- **Problem statement**: The required output is the line that contains "Would you mind tagging the cooled" through the last line of the data, retyped verbatim and with nothing added.

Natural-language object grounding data

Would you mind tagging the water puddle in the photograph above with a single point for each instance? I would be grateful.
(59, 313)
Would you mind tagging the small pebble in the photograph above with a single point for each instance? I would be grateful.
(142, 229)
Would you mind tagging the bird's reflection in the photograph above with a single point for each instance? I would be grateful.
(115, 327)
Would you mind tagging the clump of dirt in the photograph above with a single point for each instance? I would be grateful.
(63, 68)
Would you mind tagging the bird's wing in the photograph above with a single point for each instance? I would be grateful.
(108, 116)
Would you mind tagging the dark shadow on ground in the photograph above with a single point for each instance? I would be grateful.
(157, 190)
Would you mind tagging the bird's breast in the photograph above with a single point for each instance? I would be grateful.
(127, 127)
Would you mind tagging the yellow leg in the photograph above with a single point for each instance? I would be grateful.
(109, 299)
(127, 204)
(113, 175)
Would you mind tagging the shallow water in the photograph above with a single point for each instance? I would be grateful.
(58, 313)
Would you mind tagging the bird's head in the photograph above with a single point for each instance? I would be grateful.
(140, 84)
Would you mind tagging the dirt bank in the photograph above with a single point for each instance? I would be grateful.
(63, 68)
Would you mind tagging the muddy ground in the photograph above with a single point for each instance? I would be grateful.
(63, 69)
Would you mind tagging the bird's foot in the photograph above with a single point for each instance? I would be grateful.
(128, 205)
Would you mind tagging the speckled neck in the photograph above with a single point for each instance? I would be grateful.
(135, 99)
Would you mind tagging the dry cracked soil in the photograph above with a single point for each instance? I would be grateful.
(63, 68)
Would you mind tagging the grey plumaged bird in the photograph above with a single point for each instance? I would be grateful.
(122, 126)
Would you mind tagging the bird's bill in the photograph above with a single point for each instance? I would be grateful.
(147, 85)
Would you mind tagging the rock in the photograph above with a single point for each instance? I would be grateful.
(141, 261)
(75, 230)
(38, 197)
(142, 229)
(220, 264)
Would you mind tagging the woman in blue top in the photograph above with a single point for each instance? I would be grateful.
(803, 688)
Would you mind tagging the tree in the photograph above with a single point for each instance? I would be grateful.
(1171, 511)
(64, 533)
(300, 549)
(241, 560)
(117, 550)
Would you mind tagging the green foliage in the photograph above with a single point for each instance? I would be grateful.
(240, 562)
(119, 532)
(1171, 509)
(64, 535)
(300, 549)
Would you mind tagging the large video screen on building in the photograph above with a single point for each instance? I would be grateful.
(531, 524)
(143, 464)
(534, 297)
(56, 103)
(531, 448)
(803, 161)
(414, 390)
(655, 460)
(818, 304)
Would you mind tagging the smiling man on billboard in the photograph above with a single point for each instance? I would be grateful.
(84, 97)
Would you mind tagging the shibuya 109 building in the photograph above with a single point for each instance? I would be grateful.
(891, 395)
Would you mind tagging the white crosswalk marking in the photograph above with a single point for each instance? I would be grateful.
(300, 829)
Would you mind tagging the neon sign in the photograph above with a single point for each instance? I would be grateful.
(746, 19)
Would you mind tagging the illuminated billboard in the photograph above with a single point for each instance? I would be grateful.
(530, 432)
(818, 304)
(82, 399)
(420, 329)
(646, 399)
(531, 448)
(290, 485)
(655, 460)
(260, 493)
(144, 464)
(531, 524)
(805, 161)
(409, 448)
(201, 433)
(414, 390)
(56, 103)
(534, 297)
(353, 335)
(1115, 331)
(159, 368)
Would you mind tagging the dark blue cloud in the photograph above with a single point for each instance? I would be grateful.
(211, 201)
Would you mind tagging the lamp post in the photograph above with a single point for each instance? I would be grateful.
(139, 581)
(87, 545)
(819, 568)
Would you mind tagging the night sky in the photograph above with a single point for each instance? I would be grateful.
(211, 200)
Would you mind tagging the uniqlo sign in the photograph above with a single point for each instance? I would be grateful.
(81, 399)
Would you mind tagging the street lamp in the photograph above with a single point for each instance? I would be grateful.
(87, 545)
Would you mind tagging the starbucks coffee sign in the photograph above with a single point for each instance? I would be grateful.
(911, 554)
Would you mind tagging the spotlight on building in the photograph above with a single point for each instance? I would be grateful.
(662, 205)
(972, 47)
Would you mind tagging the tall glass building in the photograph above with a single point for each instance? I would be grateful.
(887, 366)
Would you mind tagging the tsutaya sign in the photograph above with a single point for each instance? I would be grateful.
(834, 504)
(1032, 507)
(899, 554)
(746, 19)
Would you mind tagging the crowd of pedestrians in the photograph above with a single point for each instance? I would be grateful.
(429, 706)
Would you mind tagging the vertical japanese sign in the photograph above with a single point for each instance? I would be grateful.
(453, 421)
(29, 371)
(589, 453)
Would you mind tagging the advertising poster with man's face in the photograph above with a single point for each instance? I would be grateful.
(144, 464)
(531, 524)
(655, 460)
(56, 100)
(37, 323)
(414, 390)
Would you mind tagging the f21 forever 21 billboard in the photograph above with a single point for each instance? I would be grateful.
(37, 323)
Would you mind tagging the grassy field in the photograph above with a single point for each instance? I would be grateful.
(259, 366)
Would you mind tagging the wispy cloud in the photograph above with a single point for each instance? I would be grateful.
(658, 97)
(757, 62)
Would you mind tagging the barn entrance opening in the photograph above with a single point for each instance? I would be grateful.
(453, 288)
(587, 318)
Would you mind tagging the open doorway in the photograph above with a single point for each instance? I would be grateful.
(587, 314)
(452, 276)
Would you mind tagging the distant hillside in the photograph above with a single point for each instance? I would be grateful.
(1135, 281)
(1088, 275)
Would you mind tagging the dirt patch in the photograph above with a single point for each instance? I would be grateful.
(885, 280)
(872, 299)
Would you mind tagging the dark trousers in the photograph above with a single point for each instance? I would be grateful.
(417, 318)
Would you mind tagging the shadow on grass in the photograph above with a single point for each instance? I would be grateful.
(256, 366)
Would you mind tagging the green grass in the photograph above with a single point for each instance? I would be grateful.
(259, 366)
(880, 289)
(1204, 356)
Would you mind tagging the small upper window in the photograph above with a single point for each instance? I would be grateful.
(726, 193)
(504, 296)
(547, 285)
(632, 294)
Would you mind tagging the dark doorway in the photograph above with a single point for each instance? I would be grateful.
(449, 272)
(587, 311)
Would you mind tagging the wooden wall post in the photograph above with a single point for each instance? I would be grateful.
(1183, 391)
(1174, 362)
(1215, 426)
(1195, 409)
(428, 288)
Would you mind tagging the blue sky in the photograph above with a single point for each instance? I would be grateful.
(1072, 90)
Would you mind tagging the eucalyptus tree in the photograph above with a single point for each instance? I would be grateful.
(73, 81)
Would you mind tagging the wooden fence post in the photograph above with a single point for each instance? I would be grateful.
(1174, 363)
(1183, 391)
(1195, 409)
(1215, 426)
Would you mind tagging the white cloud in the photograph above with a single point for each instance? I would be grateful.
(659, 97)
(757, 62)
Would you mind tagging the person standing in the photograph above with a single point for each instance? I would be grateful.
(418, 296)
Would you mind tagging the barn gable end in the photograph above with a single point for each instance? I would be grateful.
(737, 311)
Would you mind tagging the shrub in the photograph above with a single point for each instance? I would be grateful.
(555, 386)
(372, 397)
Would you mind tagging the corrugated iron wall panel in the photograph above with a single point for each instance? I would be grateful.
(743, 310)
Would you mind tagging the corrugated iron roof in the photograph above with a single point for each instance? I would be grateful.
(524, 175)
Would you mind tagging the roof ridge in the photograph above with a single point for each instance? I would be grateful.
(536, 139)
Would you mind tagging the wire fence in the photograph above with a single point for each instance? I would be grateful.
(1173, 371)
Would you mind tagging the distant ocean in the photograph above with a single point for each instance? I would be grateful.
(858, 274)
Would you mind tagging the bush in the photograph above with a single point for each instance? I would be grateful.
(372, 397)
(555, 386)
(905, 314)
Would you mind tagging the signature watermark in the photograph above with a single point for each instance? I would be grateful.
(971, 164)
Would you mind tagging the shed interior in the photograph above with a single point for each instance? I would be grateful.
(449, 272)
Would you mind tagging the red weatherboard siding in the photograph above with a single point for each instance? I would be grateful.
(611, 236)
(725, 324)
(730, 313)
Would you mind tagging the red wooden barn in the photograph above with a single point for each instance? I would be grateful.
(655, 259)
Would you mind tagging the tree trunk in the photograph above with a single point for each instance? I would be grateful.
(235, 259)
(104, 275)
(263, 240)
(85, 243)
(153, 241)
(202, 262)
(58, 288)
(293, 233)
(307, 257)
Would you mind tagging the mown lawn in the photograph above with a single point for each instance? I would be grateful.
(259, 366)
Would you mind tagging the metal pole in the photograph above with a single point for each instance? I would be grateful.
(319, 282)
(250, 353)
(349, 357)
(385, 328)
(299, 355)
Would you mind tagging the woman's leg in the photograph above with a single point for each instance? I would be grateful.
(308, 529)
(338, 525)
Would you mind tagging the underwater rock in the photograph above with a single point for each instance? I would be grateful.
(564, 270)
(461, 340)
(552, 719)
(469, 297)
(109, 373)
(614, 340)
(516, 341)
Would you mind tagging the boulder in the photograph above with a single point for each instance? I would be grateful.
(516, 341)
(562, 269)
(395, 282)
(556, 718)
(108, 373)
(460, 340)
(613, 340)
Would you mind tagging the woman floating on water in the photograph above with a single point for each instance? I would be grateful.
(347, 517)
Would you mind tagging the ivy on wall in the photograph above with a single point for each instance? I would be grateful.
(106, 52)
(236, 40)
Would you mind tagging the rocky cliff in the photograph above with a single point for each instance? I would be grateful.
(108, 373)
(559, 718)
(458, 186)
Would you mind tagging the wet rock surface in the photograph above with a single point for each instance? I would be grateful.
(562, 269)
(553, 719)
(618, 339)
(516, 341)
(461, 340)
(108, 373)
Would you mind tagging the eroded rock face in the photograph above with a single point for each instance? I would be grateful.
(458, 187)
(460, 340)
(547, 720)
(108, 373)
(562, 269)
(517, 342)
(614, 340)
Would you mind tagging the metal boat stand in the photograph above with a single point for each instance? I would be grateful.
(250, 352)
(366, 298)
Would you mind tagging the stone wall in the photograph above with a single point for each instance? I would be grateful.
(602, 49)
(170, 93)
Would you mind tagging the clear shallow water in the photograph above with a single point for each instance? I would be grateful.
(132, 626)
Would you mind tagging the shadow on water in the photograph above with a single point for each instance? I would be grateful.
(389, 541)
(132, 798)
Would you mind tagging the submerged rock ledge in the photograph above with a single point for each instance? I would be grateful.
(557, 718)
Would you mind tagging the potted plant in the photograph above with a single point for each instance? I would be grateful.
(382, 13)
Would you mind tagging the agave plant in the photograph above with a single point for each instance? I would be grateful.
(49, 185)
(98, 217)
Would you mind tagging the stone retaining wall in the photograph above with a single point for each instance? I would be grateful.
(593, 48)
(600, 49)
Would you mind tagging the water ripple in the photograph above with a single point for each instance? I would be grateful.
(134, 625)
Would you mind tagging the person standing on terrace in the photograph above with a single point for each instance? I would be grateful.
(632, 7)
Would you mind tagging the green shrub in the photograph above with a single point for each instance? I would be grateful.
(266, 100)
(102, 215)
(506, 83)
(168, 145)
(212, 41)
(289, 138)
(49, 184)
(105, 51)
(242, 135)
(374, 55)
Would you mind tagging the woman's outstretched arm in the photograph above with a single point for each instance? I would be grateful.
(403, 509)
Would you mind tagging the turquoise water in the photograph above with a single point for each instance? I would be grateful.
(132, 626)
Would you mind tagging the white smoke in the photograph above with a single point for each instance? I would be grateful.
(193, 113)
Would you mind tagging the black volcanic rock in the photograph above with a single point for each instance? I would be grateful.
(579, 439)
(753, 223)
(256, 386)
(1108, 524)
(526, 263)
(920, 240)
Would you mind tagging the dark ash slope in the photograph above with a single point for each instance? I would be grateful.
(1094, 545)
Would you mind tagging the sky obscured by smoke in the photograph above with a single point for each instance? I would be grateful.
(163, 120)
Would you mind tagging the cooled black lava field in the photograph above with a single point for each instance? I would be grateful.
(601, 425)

- **Response**:
Would you mind tagging the cooled black lava field in the photograph above with a single point for each instance? I would be grateful.
(601, 425)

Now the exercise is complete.